Records excerpted from a collection:

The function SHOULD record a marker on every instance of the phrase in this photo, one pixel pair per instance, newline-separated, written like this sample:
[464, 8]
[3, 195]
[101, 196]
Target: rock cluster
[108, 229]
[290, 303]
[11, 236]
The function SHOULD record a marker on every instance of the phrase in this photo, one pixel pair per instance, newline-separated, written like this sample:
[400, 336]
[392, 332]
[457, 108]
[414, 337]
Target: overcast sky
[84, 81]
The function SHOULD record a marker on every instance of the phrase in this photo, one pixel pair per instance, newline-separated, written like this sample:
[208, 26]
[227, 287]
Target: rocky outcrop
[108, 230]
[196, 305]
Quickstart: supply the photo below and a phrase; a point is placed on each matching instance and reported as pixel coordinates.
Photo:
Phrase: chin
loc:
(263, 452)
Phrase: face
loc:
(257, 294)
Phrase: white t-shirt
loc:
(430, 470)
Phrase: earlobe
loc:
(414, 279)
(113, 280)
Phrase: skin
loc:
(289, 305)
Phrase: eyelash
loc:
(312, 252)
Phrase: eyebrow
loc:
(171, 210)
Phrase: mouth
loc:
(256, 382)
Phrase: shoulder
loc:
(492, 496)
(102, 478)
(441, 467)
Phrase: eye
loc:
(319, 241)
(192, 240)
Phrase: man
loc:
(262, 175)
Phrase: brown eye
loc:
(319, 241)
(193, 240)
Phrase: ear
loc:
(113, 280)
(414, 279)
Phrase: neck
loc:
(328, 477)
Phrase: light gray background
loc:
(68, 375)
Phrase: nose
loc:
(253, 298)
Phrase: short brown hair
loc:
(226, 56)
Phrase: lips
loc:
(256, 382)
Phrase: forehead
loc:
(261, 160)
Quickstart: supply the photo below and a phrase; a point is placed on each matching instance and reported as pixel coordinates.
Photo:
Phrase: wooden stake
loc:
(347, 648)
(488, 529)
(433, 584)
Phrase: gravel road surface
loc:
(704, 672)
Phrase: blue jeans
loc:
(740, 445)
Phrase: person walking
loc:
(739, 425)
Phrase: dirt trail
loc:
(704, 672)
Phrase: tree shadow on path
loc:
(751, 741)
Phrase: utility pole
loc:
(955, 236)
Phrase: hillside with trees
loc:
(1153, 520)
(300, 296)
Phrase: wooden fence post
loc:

## What you need to do
Line by line, output the records exactly as given.

## Result for this task
The function SHOULD record a marker on every instance of the phrase in this photo, one pixel pair per instance, newline-separated, written like this sample:
[464, 8]
[3, 195]
[101, 196]
Target: rock cluster
[108, 229]
[290, 303]
[11, 236]
The function SHOULD record a marker on every instance of the phrase in this photo, one pixel pair per instance, newline-separated, written like this sample:
[400, 336]
[392, 332]
[457, 108]
[414, 337]
Target: overcast sky
[84, 81]
The function SHOULD record a marker on every instance of the phrase in this photo, one pixel pair per instance, newline-separated, written like this sample:
[208, 26]
[227, 287]
Target: rocky outcrop
[108, 230]
[196, 305]
Quickstart: supply the photo below and a phrase; a point is placed on each matching instance and reported as pixel coordinates.
Photo:
Phrase: chin
loc:
(263, 452)
Phrase: face
loc:
(257, 294)
Phrase: white t-shirt
loc:
(430, 470)
Phrase: earlobe
loc:
(414, 279)
(113, 280)
Phrase: skin
loc:
(289, 305)
Phrase: eyelash
loc:
(312, 252)
Phrase: eyebrow
loc:
(171, 210)
Phrase: mouth
loc:
(256, 382)
Phrase: shoulder
loc:
(492, 496)
(102, 478)
(441, 467)
Phrase: eye
loc:
(319, 241)
(192, 240)
Phrase: man
loc:
(262, 175)
Phrase: brown eye
loc:
(319, 241)
(193, 240)
Phrase: ear
loc:
(113, 280)
(414, 279)
Phrase: neck
loc:
(328, 477)
Phrase: light gray background
loc:
(68, 375)
Phrase: nose
loc:
(253, 298)
Phrase: short brown hair
loc:
(226, 56)
Phrase: lips
loc:
(256, 382)
Phrase: forehead
loc:
(261, 160)
Quickstart: supply the photo below and a phrase; a point is placed on each matching instance and reported as pixel coordinates.
Photo:
Phrase: wooden stake
loc:
(347, 648)
(488, 529)
(433, 584)
Phrase: gravel road surface
loc:
(704, 672)
Phrase: blue jeans
loc:
(740, 445)
Phrase: person walking
loc:
(739, 425)
Phrase: dirt trail
loc:
(704, 672)
Phrase: tree shadow on path
loc:
(751, 741)
Phrase: utility pole
loc:
(955, 236)
Phrase: hillside with trees
loc:
(1153, 520)
(300, 296)
Phrase: wooden fence post
loc:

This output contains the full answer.